[[ Task data, beginning ]]

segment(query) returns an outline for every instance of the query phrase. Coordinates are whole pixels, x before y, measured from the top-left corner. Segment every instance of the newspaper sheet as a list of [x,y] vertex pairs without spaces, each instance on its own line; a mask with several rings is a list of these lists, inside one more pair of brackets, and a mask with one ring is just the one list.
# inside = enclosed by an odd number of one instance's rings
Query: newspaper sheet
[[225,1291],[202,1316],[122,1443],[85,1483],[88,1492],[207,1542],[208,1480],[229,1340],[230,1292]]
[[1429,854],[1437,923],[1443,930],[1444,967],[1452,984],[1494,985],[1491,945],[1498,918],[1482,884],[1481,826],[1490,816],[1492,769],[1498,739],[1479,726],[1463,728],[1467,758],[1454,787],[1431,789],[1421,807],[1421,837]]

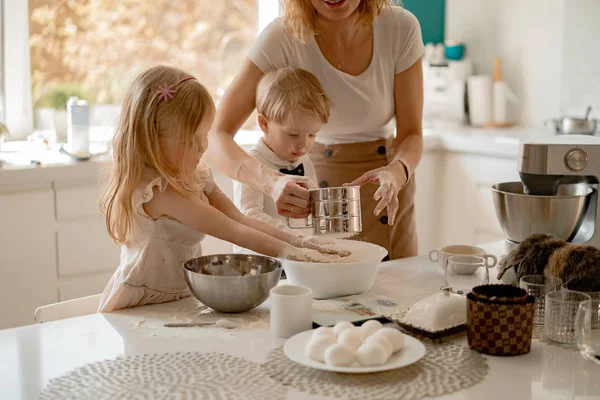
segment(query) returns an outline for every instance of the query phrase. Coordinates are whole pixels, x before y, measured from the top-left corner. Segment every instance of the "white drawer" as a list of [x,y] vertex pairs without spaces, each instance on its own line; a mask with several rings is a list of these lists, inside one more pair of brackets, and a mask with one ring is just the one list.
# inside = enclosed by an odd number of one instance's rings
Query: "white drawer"
[[460,164],[463,173],[481,185],[520,180],[516,160],[452,154],[448,162]]
[[101,191],[98,186],[73,186],[55,189],[56,219],[73,220],[101,216],[99,202]]
[[59,277],[112,272],[119,265],[120,248],[102,219],[61,222],[57,241]]
[[58,299],[66,301],[102,293],[112,274],[102,273],[58,281]]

[[ Task data, end ]]

Task to carry out ::
Without any of the pictures, set the entries down again exactly as written.

Written response ::
segment(query) returns an outline for every instance of the query phrase. Coordinates are whole pixels, x before y, measured from the top-left corner. Segment every instance of the newspaper sheet as a list of [x,y] vertex pairs without spaces, each instance on its own line; a mask with several rings is a list of these lists, inside one more pair of brackets, and a mask with one ring is just the one list.
# inside = enclosed by an odd number of one instance's rings
Query: newspaper sheet
[[225,1291],[202,1316],[122,1443],[85,1483],[88,1492],[207,1542],[208,1480],[229,1340],[230,1292]]
[[1429,854],[1437,923],[1443,930],[1444,967],[1452,984],[1494,985],[1491,945],[1498,918],[1482,884],[1481,826],[1490,816],[1492,769],[1498,739],[1479,726],[1463,728],[1467,758],[1454,787],[1431,789],[1421,807],[1421,837]]

segment(query) returns an outline for every instance of the query phrase. Coordinates are whole pixels, x before y, measured from the top-left corner. Segment every instance of the "white drawer" as a list of [x,y] vertex pairs without spaces, each instance on its own line; a mask with several rings is a list of these lists, inside one more pair of brackets, and a mask with one ring is just the one list.
# inside = enclosed by an odd number of one instance's rings
Query: "white drawer"
[[460,164],[463,173],[481,185],[520,180],[516,160],[452,154],[448,162]]
[[101,191],[98,186],[73,186],[55,189],[56,219],[73,220],[101,216],[99,202]]
[[59,277],[112,272],[119,265],[120,248],[102,219],[61,222],[57,241]]
[[58,299],[66,301],[102,293],[112,274],[102,273],[58,281]]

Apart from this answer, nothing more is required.